* Document passage
Charities are significantly less confident about their future income from a range of sources following the onset of the coronavirus pandemic, according to research out today.
Third Sector Trends Covid-19 Impact Survey finds that “there has been a collapse in confidence about future income levels”, with 56% of those surveyed expecting income to fall over the next two years, compared to 16% in 2019.
Researchers set out to see how attitudes had changed since the original Third Sector Trends study, which took place between July and December 2019 and surveyed over 4,000. Today’s findings are based responses from 400 responses in England and Wales in late June and early July.
Professor Tony Chapman, director of research at St Chad’s College, Durham, and author of the report, said: “At the moment, leaders of third sector organisations are feeling pretty nervous about the future – and with good reason.”
However, he emphasised that the level of uncertainty at the moment, means things may not be as bad as some fear. He added: “The individual comments suggest a good deal of variation in attitudes ranging from strong optimism to outright pessimism – while others present ambivalent feelings.”
Rob Williamson, chief executive of the Community Foundation, which commissions Third Sector Trends, said: “We can’t say whether the fears of organisations surveyed will come to pass, but the data gives us a benchmark for when we come back in 2022 and find out whether this lack of confidence was misplaced.”
Pessimism about income from private sector
Respondents are now less confident of being able to secure income from private companies, with many sectors experiencing difficulty due to Covid-19.
In 2019, just 11% said they thought income from the private sector would decrease, but in 2020, 62% expected this to be the case.
Similarly, charities expressed concern about the future of trading income in their responses.
One commented: “Charities which relied on trading income have been hardest hit, yet funders are focusing on charities who they already fund.
“Medium-sized charities are the ones struggling to secure funding as turnovers are above £1m and outside many funders’ eligibility. [We’re] not sure why this would be relevant in the current circumstances.”
Pessimism about income from trusts and foundations
Despite several trusts and foundations creating extra funding rounds to support charities in crisis, those surveyed are more cautious about their long-term prospects for obtaining grants.
Those expecting income from foundations to increase over the next two years reduced from 33% in 2019 to 14% in 2019.
The report says: “Some TSOs [third sector organisations] expressed worries about the ability of trusts and foundations to be able to sustain grant funding programmes because they too may be affected by the economic downturn.”
Pessimism about income from government
Thirdly, respondents were concerned about the pressure on local authority funding increasing.
In 2019, 38% thought income from statutory sources would fall, but in 2020 this had increased to 61% of respondents.

* Extracted entries
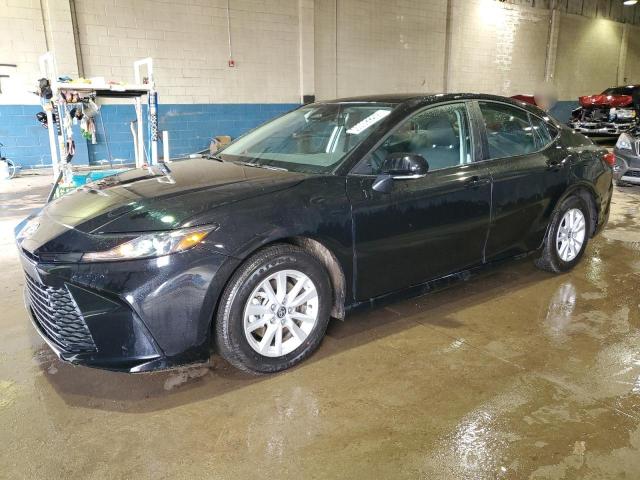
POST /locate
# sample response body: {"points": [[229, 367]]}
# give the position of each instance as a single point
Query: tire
{"points": [[247, 292], [554, 256]]}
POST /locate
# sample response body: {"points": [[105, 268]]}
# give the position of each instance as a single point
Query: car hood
{"points": [[605, 100], [159, 198]]}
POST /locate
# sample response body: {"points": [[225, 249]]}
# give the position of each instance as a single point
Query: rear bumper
{"points": [[627, 167], [601, 129], [127, 316]]}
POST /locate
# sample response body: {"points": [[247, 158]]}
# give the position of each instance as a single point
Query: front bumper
{"points": [[627, 167], [132, 316], [601, 129]]}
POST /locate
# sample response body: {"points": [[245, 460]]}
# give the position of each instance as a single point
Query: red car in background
{"points": [[612, 112]]}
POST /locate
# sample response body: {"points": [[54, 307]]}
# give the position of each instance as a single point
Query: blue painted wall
{"points": [[190, 127], [24, 138], [562, 110]]}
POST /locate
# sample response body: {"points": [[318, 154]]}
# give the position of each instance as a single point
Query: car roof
{"points": [[397, 98], [425, 98]]}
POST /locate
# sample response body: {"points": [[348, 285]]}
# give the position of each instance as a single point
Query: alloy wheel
{"points": [[571, 235], [280, 313]]}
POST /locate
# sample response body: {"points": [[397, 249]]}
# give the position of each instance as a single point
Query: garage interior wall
{"points": [[285, 49]]}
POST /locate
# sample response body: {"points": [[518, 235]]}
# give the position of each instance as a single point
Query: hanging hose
{"points": [[106, 140]]}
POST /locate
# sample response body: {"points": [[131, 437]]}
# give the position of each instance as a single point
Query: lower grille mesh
{"points": [[59, 318]]}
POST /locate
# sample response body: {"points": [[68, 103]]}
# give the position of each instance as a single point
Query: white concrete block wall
{"points": [[632, 67], [285, 48], [382, 46], [22, 41], [497, 48], [587, 58], [188, 42]]}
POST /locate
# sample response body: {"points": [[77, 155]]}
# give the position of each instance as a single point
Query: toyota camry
{"points": [[333, 206]]}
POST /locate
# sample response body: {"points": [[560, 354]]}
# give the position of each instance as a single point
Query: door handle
{"points": [[475, 181], [556, 165]]}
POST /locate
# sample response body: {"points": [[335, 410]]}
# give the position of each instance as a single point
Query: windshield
{"points": [[311, 139], [619, 91]]}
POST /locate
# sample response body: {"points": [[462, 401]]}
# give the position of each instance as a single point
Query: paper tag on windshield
{"points": [[367, 122]]}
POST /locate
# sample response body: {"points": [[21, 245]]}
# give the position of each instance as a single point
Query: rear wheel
{"points": [[567, 236], [275, 310]]}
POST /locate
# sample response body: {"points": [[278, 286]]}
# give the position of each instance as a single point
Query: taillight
{"points": [[609, 158]]}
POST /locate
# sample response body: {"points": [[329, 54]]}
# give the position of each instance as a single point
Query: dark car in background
{"points": [[627, 151], [610, 113], [334, 206]]}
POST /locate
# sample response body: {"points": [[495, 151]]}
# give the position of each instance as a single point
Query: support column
{"points": [[62, 40], [306, 37], [552, 46], [59, 33], [622, 57]]}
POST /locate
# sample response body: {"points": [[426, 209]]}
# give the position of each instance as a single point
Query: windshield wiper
{"points": [[268, 167]]}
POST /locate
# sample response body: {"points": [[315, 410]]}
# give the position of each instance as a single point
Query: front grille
{"points": [[59, 317]]}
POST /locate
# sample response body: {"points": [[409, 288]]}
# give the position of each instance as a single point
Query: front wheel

* Activity 1
In the article on charities' confidence about future income, what percentage of respondents in 2020 expected income from statutory sources to fall?
* Activity 2
Extend the article about charities' falling confidence in future income, beginning right after its final sentence.

* Answer area 1
61%

* Answer area 2
“Many leaders of TSOs recognised that the constraints imposed on local authorities would limit their ability to tackle community problems, and felt that the third sector would be relied upon to fill the gap,” the report says.
Optimism about resilience
The report notes that there were some optimistic comments from leaders.
“While concern appears to be deep rooted, many of the comments made were ‘measured’ or ‘stoical’,” it says. “This is not surprising because, as Third Sector Trends has consistently shown, leaders of TSOs have faced continual challenges over the last decade but have been resilient in their response.”
One respondent said: “Interestingly, Covid-19 may provide some opportunities for us to expand our work, as we have already been approached and funded by commissioners to deliver additional support services.”
Another said: “The £10k Covid-19 grant we got actually doubles our reserve! We have no staff – so few overheads. But we are just a building, an empty shell. We cannot predict how many people will want to play bingo, have parties, do sports training in the months to come. Or invent new uses for halls.”
A third said: “Charities are having an uncertain time, however the extra funding from coronavirus funds is very helpful. A grateful thanks to all donors.”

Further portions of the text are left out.